- [GIVEN PASSAGE]:

Watlington relays how she fell pregnant at 27. Her own son, Jerome, was born at Peninsula Maternity on a Saturday afternoon in 1969. At the time, she simply crossed the road from Bloemhof Flats to the hospital, accompanied by her aunt. She decided not to marry her boyfriend of five years, opting to raise their child alone. “I didn’t want maintenance,” she says. “I was earning peanuts, but I survived. I was self-sufficient and today we have a wonderful relationship, me and my son. What more can I ask for?”
Watlington and Jerome moved to Heathfield when he was 11. Daily she took the train to the city, leaving home at 5:40 am to make her 7 am shift at the maternity hospital. Routine is important to her, Watlington says. Routine and respect for all humans.
Towards the end of her career, Watlington was promoted to a managerial position – zone matron – overseeing hospital administration and also training young nurses. She says it was a sad day when Peninsula Maternity closed down. She then moved to Mowbray Maternity for five years before retiring in 1998. She recalls a post-retirement highlight – a trip to Saint Thomas island in the Caribbean to visit distant relatives she had reconnected with in 1999.
Signs of life and nurture
Outside Watlington’s white-washed home, flame-hued succulents line her porch. Everywhere outside and inside her home, there are signs of life and the fruits of nurture. The word “Je-Pato” is mounted against an exterior wall. “This is short for Jerome and Patience,” she says. Today, Jerome is a navigating officer at sea; married to Karen. They have two children.
Watlington asks Spotlight not to divulge too many details of her personal life. Every so often she pauses mid-sentence to dictate. “Don’t write that. You’re not allowed to write that!” Then, eyes crinkled with laughter, she relaxes into an anecdote again.
When she celebrated her 80th birthday party last year, she says her five siblings who are still alive grew teary. “They were saying to me that they feel bad for not always appreciating me enough, the way I raised them. So, I said to them, why so emotional? Please, I’m not dead yet!”
Inside Watlington’s lounge, swathes of greenery protrude from pots. Against an orchid, a note leans bearing a bible verse: “She is clothed with strength and dignity and she laughs without fear of the future. Proverbs 31:25.” Watlington is a member of the Heathfield Trinity Methodist Church where she volunteered at the church’s soup kitchen until last year.
During our interview, inside the adjoining kitchen, a microwave beeps intermittently, announcing that her dinner potatoes are ready.
Prince Harry was eating so many koesisters, sommer without a serviette.
Heeding the call
Watlington is closely involved with the District Six Museum, and her family’s beef lung stew featured in its 2016 Huis Kombuis Food and Memory Cookbook. Three years ago, at the museum’s Homecoming Centre, Watlington served Prince Harry and Meghan Markle stew and koesisters. A framed photograph on her lounge wall attests to the moment. “Prince Harry was eating so many koesisters, sommer without a serviette,” she says.

- [GIVEN DATA]:
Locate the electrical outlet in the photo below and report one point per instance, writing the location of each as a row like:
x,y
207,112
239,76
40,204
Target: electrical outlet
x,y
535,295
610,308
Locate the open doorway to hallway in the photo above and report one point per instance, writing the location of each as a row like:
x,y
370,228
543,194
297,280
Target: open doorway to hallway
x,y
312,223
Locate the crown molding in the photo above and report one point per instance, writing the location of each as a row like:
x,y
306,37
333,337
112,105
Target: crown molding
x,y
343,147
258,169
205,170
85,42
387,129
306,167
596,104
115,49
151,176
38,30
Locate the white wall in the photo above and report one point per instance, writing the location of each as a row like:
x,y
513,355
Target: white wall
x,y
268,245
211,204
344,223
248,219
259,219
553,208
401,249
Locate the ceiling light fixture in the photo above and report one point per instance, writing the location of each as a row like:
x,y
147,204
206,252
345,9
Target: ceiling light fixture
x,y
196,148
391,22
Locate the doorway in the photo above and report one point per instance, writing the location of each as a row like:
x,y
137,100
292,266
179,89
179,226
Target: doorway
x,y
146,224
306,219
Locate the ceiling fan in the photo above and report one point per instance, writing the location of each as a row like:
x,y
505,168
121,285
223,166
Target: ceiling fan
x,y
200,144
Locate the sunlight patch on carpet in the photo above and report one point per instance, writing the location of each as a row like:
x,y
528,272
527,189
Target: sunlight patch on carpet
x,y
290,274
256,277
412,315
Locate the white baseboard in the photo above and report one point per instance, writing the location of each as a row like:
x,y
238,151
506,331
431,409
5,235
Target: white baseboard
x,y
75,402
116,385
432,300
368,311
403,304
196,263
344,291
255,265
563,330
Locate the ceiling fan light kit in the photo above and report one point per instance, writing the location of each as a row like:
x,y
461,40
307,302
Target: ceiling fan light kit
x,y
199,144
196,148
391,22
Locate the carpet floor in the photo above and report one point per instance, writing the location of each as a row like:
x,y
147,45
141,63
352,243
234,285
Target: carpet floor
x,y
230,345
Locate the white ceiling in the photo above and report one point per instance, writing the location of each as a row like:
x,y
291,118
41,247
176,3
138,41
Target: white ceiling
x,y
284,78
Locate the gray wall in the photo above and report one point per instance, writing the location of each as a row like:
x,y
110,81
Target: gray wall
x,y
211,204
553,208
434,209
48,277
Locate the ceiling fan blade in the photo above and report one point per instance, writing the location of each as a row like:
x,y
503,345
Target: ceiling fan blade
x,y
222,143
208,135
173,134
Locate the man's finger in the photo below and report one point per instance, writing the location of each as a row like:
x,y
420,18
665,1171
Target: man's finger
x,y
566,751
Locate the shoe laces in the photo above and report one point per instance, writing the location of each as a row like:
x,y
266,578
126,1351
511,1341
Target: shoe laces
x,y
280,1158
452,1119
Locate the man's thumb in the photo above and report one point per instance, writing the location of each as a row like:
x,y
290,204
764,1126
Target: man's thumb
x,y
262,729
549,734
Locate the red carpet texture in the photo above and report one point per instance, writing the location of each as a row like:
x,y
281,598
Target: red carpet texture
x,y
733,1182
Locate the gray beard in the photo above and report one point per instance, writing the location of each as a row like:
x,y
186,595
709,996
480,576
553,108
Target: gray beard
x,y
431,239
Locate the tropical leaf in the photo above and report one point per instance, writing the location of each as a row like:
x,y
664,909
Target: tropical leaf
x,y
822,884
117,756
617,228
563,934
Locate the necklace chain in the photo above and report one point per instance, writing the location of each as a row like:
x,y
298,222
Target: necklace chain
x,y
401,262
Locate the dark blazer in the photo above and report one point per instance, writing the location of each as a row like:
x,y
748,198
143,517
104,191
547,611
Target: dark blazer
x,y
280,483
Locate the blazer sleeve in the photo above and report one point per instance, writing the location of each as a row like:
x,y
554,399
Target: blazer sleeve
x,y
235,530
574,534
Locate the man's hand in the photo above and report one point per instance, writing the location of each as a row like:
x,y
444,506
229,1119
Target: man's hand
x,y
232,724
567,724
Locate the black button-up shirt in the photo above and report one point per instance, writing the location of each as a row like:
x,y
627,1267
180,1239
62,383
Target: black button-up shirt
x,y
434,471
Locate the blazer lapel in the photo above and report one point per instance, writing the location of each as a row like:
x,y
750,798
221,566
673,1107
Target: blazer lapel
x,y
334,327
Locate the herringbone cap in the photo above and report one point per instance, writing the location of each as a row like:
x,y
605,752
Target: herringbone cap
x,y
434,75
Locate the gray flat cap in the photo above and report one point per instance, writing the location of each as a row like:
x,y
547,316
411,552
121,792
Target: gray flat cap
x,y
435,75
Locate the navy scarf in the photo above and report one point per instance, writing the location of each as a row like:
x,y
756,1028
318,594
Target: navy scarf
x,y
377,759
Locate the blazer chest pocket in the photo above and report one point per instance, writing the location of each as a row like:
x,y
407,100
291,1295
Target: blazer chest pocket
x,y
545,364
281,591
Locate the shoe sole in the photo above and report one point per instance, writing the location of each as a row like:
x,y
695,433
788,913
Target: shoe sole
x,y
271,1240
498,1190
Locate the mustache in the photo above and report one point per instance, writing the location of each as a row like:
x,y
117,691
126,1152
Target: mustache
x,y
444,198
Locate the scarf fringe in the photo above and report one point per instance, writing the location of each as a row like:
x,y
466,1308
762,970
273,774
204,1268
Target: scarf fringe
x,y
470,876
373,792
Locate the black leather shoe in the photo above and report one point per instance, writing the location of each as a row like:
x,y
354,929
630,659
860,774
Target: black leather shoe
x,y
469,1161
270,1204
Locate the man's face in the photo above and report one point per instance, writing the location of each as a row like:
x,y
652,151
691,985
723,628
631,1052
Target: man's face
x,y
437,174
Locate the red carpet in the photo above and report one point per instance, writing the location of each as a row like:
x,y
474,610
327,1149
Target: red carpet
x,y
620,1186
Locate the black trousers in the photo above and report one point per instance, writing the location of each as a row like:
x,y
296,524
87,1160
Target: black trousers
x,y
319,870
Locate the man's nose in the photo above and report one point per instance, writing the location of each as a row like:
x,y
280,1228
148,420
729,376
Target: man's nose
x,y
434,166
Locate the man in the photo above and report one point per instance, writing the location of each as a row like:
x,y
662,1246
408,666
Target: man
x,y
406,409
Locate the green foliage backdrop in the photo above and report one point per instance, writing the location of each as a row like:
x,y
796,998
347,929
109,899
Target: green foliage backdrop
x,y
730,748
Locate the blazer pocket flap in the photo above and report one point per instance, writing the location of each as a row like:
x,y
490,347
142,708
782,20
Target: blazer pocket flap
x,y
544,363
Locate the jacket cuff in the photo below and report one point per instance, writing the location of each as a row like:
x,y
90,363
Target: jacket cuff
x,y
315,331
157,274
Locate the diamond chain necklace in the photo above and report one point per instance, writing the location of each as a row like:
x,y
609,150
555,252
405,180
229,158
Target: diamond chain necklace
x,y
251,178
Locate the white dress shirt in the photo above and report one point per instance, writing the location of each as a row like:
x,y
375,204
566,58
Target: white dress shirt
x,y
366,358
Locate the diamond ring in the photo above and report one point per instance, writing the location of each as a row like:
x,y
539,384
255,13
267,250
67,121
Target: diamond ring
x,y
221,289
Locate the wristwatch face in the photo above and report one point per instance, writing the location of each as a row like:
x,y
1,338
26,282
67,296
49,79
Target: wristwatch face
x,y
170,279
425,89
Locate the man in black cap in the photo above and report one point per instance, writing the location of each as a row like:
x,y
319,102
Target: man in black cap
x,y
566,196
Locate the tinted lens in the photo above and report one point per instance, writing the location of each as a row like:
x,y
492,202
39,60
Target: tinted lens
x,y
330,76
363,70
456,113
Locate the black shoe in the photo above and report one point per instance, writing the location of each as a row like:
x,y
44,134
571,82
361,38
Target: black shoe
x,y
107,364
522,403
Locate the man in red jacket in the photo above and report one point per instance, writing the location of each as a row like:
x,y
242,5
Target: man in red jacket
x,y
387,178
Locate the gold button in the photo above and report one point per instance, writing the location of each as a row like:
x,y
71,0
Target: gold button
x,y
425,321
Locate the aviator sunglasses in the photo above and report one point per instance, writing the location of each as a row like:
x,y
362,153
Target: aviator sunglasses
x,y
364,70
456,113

- [ACTIVITY]:
Could you reproduce the passage about Watlington between "When she celebrated" and "potatoes are ready.", inclusive, substituting "fern" for "orchid"?

- [TASK SOLUTION]:
When she celebrated her 80th birthday party last year, she says her five siblings who are still alive grew teary. “They were saying to me that they feel bad for not always appreciating me enough, the way I raised them. So, I said to them, why so emotional? Please, I’m not dead yet!”
Inside Watlington’s lounge, swathes of greenery protrude from pots. Against an fern, a note leans bearing a bible verse: “She is clothed with strength and dignity and she laughs without fear of the future. Proverbs 31:25.” Watlington is a member of the Heathfield Trinity Methodist Church where she volunteered at the church’s soup kitchen until last year.
During our interview, inside the adjoining kitchen, a microwave beeps intermittently, announcing that her dinner potatoes are ready.